A multi-month hunt for political disinformation spreading on Facebook in Europe suggests there are concerted efforts to use the platform to spread bogus far right propaganda to millions of voters ahead of a key EU vote which kicks off tomorrow. Following the independent investigation, Facebook has taken down a total of 77 pages and 230 […]

A multi-month hunt for political disinformation spreading on Facebook in Europe suggests there are concerted efforts to use the platform to spread bogus far right propaganda to millions of voters ahead of a key EU vote which kicks off tomorrow.

Following the independent investigation, Facebook has taken down a total of 77 pages and 230 accounts from Germany, UK, France, Italy, Spain and Poland — which had been followed by an estimated 32 million people and generated 67 million ‘interactions’ (i.e. comments, likes, shares) in the last three months alone.

Provided records —
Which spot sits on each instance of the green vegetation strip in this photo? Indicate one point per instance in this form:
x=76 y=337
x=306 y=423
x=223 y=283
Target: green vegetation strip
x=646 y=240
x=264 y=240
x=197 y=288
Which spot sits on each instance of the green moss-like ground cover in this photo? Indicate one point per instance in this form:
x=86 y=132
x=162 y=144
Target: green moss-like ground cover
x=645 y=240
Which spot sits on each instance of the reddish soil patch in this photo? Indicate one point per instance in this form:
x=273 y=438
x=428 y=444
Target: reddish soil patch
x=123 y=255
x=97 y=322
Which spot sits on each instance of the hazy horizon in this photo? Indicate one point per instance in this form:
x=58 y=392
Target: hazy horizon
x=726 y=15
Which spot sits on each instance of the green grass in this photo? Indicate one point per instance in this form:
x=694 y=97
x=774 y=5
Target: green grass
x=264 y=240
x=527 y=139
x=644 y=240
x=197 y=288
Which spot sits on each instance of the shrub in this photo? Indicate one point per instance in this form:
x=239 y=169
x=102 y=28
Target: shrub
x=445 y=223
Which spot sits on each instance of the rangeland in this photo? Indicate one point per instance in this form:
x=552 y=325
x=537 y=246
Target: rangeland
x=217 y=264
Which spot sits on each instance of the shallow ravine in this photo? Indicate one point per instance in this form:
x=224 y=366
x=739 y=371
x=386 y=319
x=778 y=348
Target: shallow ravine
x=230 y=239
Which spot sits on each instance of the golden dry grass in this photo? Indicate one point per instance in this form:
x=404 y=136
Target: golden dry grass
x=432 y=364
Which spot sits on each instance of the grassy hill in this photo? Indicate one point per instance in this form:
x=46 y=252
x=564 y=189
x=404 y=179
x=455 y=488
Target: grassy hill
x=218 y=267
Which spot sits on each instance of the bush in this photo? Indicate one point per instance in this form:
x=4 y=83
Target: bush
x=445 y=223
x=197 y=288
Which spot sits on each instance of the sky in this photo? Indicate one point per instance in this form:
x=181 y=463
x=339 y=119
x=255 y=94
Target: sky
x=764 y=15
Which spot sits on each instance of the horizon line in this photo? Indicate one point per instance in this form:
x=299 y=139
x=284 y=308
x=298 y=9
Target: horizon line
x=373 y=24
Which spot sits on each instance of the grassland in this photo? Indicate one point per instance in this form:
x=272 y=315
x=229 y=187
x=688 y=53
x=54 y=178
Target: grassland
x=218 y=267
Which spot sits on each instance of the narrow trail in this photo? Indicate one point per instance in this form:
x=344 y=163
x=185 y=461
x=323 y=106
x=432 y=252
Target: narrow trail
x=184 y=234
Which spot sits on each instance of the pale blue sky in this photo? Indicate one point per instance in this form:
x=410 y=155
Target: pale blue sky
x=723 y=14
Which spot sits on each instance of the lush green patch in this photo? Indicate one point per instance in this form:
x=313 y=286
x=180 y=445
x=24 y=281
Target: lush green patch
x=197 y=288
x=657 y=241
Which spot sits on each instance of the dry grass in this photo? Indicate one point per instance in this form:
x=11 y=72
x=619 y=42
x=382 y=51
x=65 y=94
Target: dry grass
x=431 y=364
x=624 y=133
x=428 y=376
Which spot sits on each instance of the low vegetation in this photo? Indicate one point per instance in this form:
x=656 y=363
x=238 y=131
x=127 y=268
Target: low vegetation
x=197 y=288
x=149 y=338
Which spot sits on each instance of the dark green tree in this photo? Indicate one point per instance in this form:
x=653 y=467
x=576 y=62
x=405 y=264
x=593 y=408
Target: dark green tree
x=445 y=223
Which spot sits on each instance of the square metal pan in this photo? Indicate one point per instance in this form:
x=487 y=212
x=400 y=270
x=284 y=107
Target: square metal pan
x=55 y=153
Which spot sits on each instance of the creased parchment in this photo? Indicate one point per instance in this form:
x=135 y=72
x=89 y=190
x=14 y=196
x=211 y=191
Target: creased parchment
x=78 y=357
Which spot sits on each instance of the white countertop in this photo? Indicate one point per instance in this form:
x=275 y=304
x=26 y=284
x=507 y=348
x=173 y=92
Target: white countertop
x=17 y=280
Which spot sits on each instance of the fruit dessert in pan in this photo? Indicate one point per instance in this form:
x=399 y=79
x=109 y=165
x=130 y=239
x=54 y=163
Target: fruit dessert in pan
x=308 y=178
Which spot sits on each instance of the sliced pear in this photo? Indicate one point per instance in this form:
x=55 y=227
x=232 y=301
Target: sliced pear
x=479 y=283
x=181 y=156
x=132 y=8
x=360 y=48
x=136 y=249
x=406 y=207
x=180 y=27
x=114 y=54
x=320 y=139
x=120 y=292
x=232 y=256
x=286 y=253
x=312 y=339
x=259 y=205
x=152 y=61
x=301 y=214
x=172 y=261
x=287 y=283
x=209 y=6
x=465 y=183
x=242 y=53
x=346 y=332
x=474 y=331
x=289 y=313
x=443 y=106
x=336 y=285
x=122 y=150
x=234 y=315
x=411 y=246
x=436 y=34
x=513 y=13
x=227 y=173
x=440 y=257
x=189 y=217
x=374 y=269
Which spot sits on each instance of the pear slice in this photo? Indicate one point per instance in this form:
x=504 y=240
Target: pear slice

What this exercise asks —
A: In the passage on Facebook disinformation, how many people are estimated to have followed the pages and accounts that Facebook took down?
B: Pick up the passage on Facebook disinformation after its final sentence and carry it forward.
The material has no connection to the passage on Facebook disinformation.

Written answers —
A: An estimated 32 million people.

B:
The bogus mainly far-right disinformation networks were not identified by Facebook — but had been reported to it by campaign group Avaaz — which says the fake pages had more Facebook followers and interactions than all the main EU far right and anti-EU parties combined.

“The results are overwhelming: the disinformation networks upon which Facebook acted had more interactions (13 million) in the past three months than the main party pages of the League, AfD, VOX, Brexit Party, Rassemblement National and PiS combined (9 million),” it writes in a new report.

Although interactions is the figure that best illustrates the impact and reach of these networks, comparing the number of followers of the networks taken down reveals an even clearer image. The Facebook networks takedown had almost three times (5.9 million) the number of followers as AfD, VOX, Brexit Party, Rassemblement National and PiS’s main Facebook pages combined (2 million).”

Avaaz has previously found and announced far right disinformation networks operating in Spain, Italy and Poland — and a spokesman confirmed to us it’s re-reporting some of its findings now (such as the ~30 pages and groups in Spain that had racked up 1.7M followers and 7.4M interactions, which we covered last month) to highlight an overall total for the investigation.

“Our report contains new information for France, United Kingdom and Germany,” the spokesman added.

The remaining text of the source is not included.